>> Begin Exercise input

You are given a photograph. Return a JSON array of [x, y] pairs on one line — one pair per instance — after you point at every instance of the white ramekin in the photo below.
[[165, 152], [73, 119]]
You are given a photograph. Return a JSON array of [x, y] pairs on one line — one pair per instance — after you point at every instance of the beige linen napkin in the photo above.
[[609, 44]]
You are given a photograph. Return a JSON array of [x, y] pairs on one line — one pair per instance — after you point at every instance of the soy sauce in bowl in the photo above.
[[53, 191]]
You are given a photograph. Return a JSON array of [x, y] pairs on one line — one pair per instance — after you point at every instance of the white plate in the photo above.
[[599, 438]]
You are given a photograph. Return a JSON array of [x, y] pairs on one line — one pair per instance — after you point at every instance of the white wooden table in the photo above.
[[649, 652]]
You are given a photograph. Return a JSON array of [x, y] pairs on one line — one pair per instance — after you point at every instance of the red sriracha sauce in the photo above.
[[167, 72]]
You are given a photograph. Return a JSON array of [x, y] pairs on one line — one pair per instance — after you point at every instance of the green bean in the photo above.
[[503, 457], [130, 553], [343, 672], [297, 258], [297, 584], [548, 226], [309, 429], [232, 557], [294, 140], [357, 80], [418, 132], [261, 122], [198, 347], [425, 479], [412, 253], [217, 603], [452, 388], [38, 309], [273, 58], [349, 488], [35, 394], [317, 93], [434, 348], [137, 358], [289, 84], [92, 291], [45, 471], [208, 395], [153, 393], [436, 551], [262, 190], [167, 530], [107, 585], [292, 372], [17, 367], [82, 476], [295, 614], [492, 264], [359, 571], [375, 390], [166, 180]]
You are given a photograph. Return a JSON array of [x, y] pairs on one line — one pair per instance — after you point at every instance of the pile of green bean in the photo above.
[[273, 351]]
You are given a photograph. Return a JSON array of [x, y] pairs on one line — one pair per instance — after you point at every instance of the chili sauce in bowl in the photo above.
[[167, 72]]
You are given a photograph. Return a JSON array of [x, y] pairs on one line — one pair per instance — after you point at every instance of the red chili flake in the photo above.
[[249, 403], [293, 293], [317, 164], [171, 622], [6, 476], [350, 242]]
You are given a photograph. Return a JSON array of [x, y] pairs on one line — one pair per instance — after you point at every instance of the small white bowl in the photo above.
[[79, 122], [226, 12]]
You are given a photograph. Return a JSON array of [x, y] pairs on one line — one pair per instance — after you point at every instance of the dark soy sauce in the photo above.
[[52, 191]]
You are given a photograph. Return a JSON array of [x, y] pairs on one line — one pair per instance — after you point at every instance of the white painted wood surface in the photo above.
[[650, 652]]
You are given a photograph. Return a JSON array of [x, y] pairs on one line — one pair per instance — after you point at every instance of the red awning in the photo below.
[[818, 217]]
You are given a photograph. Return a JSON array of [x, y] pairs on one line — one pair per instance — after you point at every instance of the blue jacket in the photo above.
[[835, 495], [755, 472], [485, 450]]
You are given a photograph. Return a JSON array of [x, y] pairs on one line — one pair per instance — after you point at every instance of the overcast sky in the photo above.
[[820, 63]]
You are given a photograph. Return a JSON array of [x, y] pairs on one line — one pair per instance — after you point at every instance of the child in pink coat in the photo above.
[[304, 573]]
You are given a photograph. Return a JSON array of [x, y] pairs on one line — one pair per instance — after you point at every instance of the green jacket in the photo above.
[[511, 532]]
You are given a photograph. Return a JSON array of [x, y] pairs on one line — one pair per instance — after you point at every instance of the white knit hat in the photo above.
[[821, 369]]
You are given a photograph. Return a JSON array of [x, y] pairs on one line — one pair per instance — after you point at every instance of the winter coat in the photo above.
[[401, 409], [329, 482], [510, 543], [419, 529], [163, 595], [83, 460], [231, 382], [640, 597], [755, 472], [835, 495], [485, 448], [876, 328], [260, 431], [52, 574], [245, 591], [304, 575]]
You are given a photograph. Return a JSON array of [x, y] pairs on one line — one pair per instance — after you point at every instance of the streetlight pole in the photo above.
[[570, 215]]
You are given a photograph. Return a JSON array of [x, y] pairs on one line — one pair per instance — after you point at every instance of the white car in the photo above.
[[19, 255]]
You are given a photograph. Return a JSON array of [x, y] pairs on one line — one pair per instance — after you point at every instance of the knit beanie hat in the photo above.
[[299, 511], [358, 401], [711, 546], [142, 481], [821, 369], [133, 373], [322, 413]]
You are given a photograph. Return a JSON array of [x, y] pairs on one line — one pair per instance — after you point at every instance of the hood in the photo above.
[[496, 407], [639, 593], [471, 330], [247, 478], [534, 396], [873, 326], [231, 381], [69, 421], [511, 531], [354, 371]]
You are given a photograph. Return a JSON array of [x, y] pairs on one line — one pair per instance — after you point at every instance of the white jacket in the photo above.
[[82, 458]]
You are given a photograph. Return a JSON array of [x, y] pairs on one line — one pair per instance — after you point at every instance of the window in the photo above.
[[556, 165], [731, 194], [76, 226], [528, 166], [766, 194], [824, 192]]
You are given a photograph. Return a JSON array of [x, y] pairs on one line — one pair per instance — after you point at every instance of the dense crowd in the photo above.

>> End Exercise input

→ Your goal
Return all of the records above word for word, keeping each on its own line and in its original order.

→ Task answer
You are given a photograph. Return a JSON array of [x, y] pairs on one line — one pair per instance — after you point at every instance of the white ramekin in the photo below.
[[165, 152], [73, 119]]
You are given a photograph. Return a JSON array of [x, y] pairs on one line — one pair per instance — after you point at every instance of the beige linen napkin in the photo above.
[[609, 44]]
You are given a photograph. Return a JSON array of [x, y] pairs on one line — one pair per instance — after you point at every instance of the soy sauce in bowl in the photo above.
[[53, 191]]
You are given a photograph. Return a JSON array of [x, y] pairs on one line — one pair per instance — after you point at every instance of the white plate in the photo above.
[[599, 438]]
You are given a photograph. Return a JSON array of [x, y] pairs on one line — one pair per instance — after you point at every instance of the white wooden table in the photo above.
[[649, 652]]
You are given a photograph. Return a JSON array of [x, y] pairs on one line — one pair per instance — after you point at every instance of the red sriracha sauce in the photo above.
[[167, 72]]
You are given a photograph. Return a JSON array of [x, y] pairs on one line — one pair per instance — after you point at every instance of the green bean in the photo above.
[[503, 457], [130, 553], [343, 672], [297, 258], [297, 584], [548, 226], [309, 429], [232, 557], [294, 140], [357, 80], [418, 132], [261, 122], [198, 347], [425, 479], [412, 253], [217, 603], [452, 388], [38, 309], [273, 58], [349, 488], [35, 394], [317, 93], [434, 348], [137, 358], [289, 84], [92, 291], [45, 471], [208, 395], [153, 393], [436, 551], [262, 190], [167, 530], [107, 585], [292, 372], [17, 367], [82, 476], [295, 614], [492, 264], [359, 571], [375, 390], [166, 180]]
You are given a photograph. Return a JSON array of [x, y] pairs on one line — one pair per instance — after you point at every instance of the pile of green bean in the photo above.
[[273, 351]]
You are given a photograph. Return a JSON array of [x, y] pairs on one line — one pair per instance — after you point at every instance of the chili sauce in bowl in the photo above.
[[167, 72]]
You are given a photograph. Return a JSON array of [x, y] pairs on one line — one pair per instance — after you point at every instance of the red chili flake in the photo above.
[[249, 403], [293, 293], [317, 164], [171, 622], [6, 476], [350, 242]]
You are given a photograph. Return a JSON array of [x, y] pairs on one line — one pair per instance — after you point at every instance of the small white bowl in the photo above.
[[79, 122], [226, 12]]
You are given a photograph. Return a JSON array of [x, y] pairs on one line — one pair per instance — after you point at every instance of the dark soy sauce in the photo above.
[[52, 191]]
You are given a photograph. Return a JSON array of [x, y] pairs on one line — one pair per instance — after you point at every instance of the white painted wood surface in the photo above.
[[650, 652]]
You are given a photograph. Return a JSON array of [x, y] pairs on one line — one pair per instance — after you point at every instance of the red awning in the photo below.
[[818, 217]]
You are given a photograph. Return a JSON array of [x, y] pairs on one line — one pair per instance — after you point at every instance of the blue jacket in the photo above.
[[835, 495], [755, 472], [485, 450]]
You are given a photograph. Return a JSON array of [x, y] pairs on one line — one pair per instance — after you point at every instance of the overcast sky in the photo above.
[[820, 63]]
You are given a photograph. Return a JSON array of [x, y] pairs on one line — one pair per instance — after you point at every instance of the child in pink coat in the photo above.
[[304, 573]]
You are given a photograph. Return a JSON array of [x, y] pairs on one line — one pair per instance — after you point at every instance of the green jacket in the photo above.
[[511, 532]]
You are given a photograph. Return a JSON array of [x, y] pairs on one line — one pair per instance — after you point at every instance of the white knit hat in the photo above.
[[821, 369]]
You are given a photograph. Return a JSON array of [x, y] pairs on one line — one pair per instance — after you point at every instance of the winter coat in the photo above.
[[401, 409], [329, 482], [510, 543], [419, 529], [163, 595], [83, 460], [231, 382], [640, 597], [755, 472], [835, 495], [485, 448], [876, 328], [260, 431], [52, 574], [245, 591], [304, 575]]
You are given a photograph. Return a JSON array of [x, y] pairs on one line — one pair per instance — after you point at every instance of the streetlight pole in the photo above.
[[570, 215]]
You are given a photograph. Return a JSON array of [x, y] pairs on one line — one pair per instance — after you point at every instance of the white car in the photo above.
[[19, 255]]
You are given a photograph. Return a JSON array of [x, y] pairs on one line — one pair per instance — after you point at every instance of the knit beanie hat in the photo above.
[[299, 511], [358, 401], [711, 546], [142, 481], [821, 369], [133, 373], [322, 413]]
You are given a photograph. Return a JSON array of [x, y] pairs on one line — one pair per instance — after you point at every instance of the hood in the photo above.
[[496, 407], [639, 593], [471, 330], [247, 478], [534, 396], [873, 326], [231, 381], [69, 421], [511, 531], [354, 371]]
You are given a photograph. Return a JSON array of [x, y] pairs on one line — one pair per instance — after you point at every instance of the white jacket in the photo above.
[[82, 458]]
You are given a photograph. Return a JSON array of [x, y] pairs on one line — one pair per instance — after you point at every instance of the window in the photo above.
[[556, 165], [731, 194], [76, 226], [528, 166], [766, 194], [824, 192]]
You are given a photograph. Return a JSON array of [x, y] pairs on one line — one pair per instance — after you point at every instance of the dense crowd in the photo above.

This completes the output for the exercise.